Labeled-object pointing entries
◇ ◇ ◇ ◇ ◇
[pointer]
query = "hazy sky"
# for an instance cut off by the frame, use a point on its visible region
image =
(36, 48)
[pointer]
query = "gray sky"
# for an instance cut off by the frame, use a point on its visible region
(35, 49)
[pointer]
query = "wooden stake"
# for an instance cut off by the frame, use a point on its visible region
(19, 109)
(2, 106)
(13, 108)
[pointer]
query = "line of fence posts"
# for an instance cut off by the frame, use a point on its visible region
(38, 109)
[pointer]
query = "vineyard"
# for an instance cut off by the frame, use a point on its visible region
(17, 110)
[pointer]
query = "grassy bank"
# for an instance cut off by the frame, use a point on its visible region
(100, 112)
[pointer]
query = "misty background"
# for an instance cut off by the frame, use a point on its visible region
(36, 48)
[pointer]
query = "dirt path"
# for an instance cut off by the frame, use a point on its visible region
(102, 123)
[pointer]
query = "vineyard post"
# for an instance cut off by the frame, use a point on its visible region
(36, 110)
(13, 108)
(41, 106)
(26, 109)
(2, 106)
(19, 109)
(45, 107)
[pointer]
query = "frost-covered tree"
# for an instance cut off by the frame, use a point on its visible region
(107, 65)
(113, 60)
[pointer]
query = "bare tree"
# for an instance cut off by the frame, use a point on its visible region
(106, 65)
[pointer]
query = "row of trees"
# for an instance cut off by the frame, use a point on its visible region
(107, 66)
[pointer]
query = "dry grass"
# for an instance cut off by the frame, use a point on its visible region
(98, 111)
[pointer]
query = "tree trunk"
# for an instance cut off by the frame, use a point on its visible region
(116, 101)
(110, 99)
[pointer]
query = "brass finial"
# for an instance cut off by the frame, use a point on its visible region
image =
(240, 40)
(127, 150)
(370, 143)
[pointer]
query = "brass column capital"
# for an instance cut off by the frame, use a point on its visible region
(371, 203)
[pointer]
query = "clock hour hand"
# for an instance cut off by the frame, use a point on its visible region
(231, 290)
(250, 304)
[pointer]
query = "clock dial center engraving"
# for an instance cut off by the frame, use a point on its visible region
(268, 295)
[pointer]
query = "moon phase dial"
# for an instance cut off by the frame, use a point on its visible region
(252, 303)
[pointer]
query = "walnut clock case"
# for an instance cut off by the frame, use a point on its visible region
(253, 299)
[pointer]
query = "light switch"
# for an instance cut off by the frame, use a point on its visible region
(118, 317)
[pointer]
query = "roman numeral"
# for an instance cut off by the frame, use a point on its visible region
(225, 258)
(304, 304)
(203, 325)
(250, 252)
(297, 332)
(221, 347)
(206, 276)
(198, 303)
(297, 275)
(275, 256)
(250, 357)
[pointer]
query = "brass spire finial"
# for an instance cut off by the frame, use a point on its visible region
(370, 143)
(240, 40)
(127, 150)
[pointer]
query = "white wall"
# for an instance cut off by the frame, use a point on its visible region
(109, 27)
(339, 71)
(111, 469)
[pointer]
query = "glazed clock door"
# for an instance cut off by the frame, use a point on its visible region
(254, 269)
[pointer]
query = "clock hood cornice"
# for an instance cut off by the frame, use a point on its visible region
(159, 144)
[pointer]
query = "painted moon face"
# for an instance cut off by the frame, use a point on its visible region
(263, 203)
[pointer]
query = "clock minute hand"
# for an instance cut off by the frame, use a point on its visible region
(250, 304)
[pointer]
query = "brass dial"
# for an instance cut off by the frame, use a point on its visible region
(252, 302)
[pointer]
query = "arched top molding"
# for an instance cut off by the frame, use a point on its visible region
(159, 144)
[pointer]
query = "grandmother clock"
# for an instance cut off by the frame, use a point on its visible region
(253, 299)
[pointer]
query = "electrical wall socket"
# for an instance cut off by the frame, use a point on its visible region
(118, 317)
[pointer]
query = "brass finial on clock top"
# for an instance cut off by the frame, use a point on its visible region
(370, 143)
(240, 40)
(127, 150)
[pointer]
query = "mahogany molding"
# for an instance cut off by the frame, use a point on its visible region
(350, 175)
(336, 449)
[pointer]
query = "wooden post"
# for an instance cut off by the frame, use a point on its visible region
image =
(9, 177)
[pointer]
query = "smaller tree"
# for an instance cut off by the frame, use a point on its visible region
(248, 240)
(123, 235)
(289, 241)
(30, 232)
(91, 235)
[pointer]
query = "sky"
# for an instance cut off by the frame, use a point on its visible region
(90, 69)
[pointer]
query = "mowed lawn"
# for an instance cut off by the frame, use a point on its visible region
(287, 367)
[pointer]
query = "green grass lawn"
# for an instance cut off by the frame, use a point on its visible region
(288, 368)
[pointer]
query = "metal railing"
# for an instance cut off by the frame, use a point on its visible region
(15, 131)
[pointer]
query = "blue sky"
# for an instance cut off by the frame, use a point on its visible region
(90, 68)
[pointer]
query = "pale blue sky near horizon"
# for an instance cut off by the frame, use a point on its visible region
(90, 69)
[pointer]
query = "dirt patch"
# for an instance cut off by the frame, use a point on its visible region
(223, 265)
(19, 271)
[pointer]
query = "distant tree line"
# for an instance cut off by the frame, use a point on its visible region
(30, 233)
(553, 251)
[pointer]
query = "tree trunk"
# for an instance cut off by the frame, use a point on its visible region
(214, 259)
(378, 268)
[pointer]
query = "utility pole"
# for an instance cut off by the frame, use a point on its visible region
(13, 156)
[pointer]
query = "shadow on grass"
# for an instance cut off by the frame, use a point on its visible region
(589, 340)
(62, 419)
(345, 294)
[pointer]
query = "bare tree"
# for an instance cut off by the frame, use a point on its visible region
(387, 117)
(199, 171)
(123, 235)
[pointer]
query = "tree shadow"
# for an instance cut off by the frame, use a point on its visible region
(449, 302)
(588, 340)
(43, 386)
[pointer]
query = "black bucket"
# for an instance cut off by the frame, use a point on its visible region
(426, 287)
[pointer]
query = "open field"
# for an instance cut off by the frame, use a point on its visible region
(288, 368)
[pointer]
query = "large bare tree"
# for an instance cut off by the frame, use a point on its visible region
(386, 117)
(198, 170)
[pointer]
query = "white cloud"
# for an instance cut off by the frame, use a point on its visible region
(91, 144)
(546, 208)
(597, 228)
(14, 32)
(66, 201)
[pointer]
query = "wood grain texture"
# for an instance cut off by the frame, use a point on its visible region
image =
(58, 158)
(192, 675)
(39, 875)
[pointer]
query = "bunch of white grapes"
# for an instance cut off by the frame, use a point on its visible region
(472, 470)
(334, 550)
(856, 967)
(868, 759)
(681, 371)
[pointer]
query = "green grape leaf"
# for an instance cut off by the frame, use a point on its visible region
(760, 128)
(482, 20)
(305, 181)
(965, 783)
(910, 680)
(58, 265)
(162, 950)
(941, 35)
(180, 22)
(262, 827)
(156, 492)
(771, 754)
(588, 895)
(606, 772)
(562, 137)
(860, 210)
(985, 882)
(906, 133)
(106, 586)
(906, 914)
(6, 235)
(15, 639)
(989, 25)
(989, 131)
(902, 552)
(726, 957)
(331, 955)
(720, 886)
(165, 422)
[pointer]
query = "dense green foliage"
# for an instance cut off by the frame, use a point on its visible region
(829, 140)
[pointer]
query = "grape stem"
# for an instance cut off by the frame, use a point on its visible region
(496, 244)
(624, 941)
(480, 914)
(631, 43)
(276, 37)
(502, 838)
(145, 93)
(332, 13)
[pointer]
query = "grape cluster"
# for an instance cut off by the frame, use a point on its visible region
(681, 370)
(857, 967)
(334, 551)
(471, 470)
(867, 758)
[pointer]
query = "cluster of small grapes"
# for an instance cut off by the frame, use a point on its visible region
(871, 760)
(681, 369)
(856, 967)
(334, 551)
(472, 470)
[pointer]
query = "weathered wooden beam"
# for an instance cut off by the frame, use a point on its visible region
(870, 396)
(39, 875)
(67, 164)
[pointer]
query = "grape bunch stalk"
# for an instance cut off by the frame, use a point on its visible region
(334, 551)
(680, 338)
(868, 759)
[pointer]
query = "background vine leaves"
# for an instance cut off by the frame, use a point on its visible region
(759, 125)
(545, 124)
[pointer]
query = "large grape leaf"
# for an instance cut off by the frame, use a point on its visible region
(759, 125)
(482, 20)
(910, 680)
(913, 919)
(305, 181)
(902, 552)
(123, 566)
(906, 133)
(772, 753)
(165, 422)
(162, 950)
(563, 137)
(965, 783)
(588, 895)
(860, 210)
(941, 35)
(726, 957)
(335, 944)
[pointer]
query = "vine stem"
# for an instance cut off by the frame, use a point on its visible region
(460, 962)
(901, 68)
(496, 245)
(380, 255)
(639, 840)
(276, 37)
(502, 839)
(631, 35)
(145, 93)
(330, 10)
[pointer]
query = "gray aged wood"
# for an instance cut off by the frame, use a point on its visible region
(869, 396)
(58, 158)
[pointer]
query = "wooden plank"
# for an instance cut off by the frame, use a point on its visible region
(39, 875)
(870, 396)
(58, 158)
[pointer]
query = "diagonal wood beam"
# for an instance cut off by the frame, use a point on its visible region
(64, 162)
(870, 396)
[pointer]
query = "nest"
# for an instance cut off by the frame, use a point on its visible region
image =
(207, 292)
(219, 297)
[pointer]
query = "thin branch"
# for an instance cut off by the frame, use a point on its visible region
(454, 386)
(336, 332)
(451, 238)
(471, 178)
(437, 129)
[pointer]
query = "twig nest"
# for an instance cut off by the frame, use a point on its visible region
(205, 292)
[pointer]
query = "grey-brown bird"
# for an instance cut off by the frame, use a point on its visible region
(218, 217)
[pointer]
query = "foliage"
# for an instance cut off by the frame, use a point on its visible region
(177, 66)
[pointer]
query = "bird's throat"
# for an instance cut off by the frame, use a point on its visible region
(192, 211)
◇ ◇ ◇ ◇ ◇
● **WORK TO COMPLETE**: Report every line of the material above that contains the string "bunch", treating uppercase and lowercase letters as different.

● **PROBLEM SOLUTION**:
query = "bunch of white grapes"
query = "grape bunch stalk"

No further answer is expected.